Entries from a dataset
* * * *
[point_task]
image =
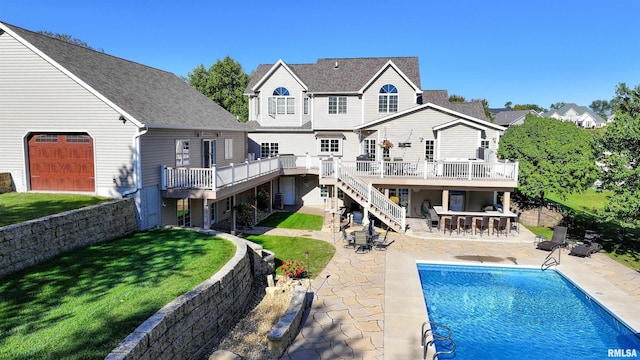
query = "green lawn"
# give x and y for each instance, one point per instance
(294, 248)
(590, 200)
(288, 220)
(82, 304)
(581, 211)
(18, 207)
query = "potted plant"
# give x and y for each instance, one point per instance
(386, 144)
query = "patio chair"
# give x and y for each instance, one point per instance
(361, 244)
(381, 244)
(348, 239)
(451, 224)
(500, 226)
(514, 224)
(482, 225)
(558, 239)
(466, 224)
(589, 246)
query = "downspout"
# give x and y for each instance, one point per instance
(137, 172)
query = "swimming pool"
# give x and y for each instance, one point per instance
(508, 313)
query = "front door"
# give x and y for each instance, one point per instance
(288, 190)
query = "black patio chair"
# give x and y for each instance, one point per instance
(500, 226)
(466, 224)
(451, 224)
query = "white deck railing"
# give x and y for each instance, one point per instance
(215, 178)
(445, 170)
(374, 197)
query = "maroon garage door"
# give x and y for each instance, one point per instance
(62, 162)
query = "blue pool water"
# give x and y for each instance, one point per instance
(506, 313)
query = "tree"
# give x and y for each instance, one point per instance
(224, 82)
(602, 107)
(619, 154)
(554, 157)
(485, 107)
(68, 38)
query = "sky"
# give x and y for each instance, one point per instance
(525, 52)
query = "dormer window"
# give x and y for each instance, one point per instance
(388, 99)
(281, 103)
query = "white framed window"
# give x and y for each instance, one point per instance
(330, 146)
(182, 152)
(370, 147)
(281, 103)
(228, 149)
(269, 150)
(324, 191)
(388, 99)
(429, 150)
(402, 194)
(337, 104)
(184, 212)
(227, 205)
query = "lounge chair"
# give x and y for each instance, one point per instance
(589, 245)
(558, 239)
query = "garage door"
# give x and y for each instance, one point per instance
(62, 162)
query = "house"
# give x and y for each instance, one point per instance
(512, 117)
(378, 135)
(77, 120)
(582, 116)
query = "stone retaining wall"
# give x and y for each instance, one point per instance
(29, 243)
(193, 324)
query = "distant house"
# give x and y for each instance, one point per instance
(512, 117)
(77, 120)
(582, 116)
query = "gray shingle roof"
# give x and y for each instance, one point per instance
(154, 97)
(350, 75)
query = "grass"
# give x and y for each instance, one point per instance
(293, 248)
(288, 220)
(589, 201)
(82, 304)
(620, 242)
(19, 207)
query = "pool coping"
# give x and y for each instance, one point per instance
(405, 310)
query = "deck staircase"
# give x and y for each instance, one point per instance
(372, 200)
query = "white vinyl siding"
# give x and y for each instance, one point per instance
(36, 97)
(277, 110)
(459, 142)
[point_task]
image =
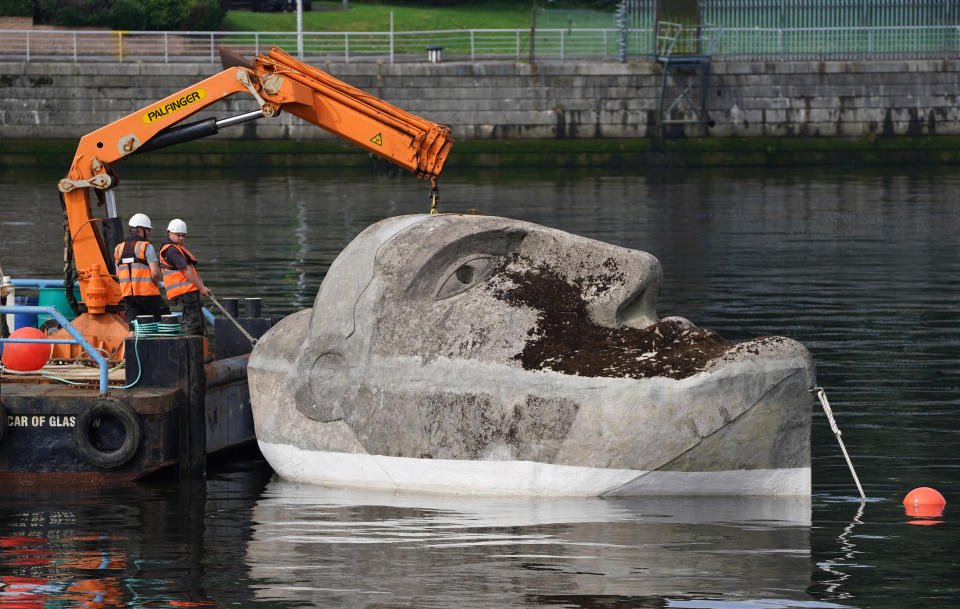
* * * *
Which lines in the entries above contain the word "garage", matching case? Copy each of those lines.

_Expected output_
query = "maroon garage door"
query = "garage door"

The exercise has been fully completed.